:: TASK PROMPT ::
Continue the text about the Stingray sea lice project, starting right after its last sentence.

:: PROVIDED TEXT ::
Stingray - The Sea Lice Project

As a result of many years innovating and a great portion of the inventor's creativity, Esben Beck came up with the idea to use machine vision and laser to deal with the sea lice problem in salmon breeding. In the beginning of 2010 this idea already had a patent pending and Beck Engineering could start planning for building its own project. Previous successful and similar complex technology projects within oil, gas and industrial automation gave the team know-how and confidence to go ahead.

Phase 1
For the last couple of years Beck Engineering has developed and intensified the work with a method for optical sea lice treatment that is expected to set a new standard in the salmon farming industry. Phase 1 of this project started in February 2011 and ended in December 2011. The scope of that work was to have a proof of concept and to show that it is possible to track, recognise and shoot lice with an optical method containing a laser. Research proved that it is possible to kill the lice without injuring the treated fish in controlled environments and in a laboratory. Phase 1 was funded by FHF (The Fishery and Aquaculture Industry Research Fund), the three industry partners and Beck Engineering.

Phase 2
Innovation Norway, Marine Harvest, Lerøy Seafood Group and SalMar agreed with Beck Engineering on a so-called IFU-contract (Industrial Research- and Development-contract) that will last from December 2011 to March 2013. The innovative method will during these 15 months be tested in realistic environments and further developed. Presicion, fish health and safety will be some of the main concerns on the project agenda.

:: DATA TO EXAMINE ::
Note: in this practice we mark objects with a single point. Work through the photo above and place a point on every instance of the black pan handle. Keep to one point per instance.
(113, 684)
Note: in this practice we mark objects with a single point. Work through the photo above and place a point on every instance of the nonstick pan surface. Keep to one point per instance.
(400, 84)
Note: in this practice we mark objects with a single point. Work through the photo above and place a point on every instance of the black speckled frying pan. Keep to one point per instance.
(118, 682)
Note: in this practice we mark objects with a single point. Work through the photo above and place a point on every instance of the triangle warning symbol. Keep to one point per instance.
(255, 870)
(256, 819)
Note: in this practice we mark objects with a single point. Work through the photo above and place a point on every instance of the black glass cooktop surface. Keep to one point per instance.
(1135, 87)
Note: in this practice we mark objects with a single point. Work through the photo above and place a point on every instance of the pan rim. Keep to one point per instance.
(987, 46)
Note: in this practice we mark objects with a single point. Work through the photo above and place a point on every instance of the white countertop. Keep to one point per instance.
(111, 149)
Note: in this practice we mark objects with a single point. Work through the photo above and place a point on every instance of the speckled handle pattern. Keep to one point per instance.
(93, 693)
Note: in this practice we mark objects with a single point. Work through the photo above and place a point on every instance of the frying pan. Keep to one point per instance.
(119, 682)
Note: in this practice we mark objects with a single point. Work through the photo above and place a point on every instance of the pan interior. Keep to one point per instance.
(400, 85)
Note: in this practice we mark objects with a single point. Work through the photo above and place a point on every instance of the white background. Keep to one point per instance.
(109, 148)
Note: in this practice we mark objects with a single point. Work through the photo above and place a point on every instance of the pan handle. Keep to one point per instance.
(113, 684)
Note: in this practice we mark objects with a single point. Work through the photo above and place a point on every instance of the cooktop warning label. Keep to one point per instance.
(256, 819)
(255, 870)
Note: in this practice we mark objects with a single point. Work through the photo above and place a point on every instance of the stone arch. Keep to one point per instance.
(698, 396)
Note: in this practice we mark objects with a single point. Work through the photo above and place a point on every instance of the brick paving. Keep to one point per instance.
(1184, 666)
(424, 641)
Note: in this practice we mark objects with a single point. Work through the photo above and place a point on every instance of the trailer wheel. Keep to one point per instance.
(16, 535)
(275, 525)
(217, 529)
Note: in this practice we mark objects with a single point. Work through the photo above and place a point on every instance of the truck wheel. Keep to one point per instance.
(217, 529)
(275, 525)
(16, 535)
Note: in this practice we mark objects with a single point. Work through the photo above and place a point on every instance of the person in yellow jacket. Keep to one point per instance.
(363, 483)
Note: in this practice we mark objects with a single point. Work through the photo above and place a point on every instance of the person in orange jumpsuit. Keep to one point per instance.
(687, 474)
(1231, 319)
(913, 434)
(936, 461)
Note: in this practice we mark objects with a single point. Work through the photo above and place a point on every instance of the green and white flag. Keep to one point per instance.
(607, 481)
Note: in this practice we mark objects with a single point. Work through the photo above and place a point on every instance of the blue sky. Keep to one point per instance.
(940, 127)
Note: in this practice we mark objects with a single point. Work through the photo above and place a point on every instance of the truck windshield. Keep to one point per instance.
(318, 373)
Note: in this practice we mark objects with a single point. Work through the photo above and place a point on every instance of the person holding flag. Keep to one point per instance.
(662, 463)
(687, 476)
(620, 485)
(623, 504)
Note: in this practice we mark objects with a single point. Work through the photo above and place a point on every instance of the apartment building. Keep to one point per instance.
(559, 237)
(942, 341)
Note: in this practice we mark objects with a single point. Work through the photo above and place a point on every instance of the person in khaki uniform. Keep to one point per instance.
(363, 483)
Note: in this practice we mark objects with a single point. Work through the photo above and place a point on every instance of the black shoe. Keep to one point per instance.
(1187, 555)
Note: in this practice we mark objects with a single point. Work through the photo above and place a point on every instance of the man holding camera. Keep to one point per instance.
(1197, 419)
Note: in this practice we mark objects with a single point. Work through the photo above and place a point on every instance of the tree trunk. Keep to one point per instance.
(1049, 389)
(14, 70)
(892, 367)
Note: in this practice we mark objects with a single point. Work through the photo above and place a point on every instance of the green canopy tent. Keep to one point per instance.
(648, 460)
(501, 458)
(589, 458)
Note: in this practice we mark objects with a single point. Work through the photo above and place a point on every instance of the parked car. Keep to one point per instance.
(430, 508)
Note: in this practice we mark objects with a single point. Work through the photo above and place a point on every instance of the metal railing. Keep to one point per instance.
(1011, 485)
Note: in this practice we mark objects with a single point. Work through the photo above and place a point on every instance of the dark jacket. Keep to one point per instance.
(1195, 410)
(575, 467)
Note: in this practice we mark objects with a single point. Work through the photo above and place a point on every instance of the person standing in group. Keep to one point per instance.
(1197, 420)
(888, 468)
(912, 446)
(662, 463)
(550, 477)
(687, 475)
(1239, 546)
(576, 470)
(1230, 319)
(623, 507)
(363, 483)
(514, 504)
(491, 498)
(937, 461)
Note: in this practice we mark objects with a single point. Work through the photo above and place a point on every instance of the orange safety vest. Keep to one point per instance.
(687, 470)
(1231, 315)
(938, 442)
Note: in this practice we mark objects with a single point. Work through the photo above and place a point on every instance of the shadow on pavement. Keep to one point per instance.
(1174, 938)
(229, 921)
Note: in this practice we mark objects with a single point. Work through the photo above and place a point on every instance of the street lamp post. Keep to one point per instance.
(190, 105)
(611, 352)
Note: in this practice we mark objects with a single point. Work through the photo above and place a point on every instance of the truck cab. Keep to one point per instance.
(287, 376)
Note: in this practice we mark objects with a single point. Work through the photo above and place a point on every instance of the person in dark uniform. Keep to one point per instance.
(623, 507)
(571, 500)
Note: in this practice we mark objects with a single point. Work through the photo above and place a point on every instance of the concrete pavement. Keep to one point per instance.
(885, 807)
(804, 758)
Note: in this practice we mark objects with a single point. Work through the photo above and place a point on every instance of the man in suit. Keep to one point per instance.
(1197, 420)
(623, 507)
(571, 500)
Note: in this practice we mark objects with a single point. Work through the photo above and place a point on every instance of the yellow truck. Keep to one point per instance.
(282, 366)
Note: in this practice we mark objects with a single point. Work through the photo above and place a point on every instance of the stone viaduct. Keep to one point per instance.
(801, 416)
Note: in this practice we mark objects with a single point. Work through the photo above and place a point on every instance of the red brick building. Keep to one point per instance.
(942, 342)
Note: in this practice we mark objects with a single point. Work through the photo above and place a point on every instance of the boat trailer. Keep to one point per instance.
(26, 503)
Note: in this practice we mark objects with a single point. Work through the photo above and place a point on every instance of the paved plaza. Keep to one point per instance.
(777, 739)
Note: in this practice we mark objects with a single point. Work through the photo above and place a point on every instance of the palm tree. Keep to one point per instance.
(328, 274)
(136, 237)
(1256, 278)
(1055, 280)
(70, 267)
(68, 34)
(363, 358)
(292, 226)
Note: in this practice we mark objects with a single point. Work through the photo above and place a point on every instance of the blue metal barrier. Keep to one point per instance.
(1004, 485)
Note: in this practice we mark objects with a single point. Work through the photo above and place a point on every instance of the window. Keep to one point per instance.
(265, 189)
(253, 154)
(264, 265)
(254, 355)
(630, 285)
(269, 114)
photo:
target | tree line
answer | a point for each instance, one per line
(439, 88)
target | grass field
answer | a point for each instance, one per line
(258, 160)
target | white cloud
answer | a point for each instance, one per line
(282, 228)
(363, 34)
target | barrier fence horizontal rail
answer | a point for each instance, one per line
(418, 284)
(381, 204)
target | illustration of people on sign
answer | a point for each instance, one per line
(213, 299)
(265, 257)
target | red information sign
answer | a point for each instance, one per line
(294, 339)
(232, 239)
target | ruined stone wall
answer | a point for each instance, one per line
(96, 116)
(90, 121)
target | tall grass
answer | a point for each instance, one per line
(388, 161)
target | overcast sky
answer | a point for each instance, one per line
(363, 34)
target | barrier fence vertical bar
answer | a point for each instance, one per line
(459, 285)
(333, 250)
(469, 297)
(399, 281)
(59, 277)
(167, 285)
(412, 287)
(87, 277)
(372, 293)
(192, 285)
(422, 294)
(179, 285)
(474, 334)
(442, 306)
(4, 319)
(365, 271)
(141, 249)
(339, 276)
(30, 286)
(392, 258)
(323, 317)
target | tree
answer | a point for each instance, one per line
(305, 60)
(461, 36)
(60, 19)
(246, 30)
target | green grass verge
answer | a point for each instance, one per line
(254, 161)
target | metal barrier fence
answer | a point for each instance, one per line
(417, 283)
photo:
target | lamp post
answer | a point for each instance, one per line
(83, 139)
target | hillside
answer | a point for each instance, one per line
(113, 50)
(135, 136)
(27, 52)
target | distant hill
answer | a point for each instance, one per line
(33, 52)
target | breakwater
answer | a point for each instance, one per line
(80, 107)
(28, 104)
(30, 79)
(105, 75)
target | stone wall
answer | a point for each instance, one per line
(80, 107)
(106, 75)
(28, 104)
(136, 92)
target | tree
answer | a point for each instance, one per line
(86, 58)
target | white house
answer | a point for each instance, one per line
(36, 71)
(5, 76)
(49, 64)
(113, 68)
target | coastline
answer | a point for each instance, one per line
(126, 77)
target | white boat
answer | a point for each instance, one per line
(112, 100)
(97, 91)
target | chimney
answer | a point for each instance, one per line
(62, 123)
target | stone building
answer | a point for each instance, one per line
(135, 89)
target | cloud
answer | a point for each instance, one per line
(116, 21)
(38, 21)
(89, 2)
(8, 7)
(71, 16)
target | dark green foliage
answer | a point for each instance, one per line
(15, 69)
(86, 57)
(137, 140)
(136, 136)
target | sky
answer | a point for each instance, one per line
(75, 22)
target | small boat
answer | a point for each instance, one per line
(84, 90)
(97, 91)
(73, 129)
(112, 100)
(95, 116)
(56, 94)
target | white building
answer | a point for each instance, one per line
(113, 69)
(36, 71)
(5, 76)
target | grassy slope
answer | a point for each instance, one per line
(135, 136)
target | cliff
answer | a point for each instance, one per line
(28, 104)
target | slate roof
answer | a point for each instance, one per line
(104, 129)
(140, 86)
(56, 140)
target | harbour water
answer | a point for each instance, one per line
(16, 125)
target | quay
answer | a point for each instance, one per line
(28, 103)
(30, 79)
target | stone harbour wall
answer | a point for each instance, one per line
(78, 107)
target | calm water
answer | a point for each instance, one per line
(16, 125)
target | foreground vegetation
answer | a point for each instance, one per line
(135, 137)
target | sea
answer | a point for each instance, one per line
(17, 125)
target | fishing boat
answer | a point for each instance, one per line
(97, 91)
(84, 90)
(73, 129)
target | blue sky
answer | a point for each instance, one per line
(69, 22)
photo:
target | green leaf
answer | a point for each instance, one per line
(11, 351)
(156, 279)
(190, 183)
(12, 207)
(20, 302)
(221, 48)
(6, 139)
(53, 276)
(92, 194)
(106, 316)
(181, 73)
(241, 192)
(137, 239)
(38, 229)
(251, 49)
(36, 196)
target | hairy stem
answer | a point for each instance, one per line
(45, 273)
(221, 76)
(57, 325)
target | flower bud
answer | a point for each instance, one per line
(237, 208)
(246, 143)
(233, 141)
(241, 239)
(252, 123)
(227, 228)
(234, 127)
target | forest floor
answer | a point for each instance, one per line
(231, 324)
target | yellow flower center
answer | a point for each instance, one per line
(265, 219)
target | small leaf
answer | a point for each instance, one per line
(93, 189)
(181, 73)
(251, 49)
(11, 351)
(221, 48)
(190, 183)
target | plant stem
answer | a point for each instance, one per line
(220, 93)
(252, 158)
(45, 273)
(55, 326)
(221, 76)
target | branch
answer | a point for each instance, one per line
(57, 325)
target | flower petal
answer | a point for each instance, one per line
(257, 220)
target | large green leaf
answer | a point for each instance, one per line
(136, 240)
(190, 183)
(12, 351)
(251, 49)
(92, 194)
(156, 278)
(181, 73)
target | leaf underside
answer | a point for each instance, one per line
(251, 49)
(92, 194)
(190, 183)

:: ANSWER SECTION ::
Beck Engineering will together with our partners focus on creating a sustainable and environment friendly method for delousing farmed fish. Our aim is to commercialize and fine-tune the optical sea lice treatment in 2013.

Beck Engineering develops a ground breaking method for reducing the sea lice infestation in the salmon breeding industry. Photo sequence of laser targeting a sea louse.

The Big Issue

"Lepeophtheirus salmonis, a type of sea louse specific to salmonids (salmon, trout and char), is a natural parasite of saltwater salmon, and is present in all sea areas in the Northern Hemisphere. The salmon louse is the commonest parasite in farmed salmon, and is a persistent problem in the fish farming industry. The scale of the problem has increased substantially with the growing prevalence of fish farming. The more farmed fish there are in the sea, the more “hosts” there are for the lice to attach themselves to. And that means more louse eggs spreading in the water."

Norwegian Food Safety Authority

 

"Sea lice are the most common parasite on farmed salmon, and the biggest health issue for the industry. For a number of years, oral and bath treatments have been used to combat sea lice. Our monitoring of sea lice shows that their numbers are increasing noticeably, and that in some cases they are developing resistance to the favoured treatment."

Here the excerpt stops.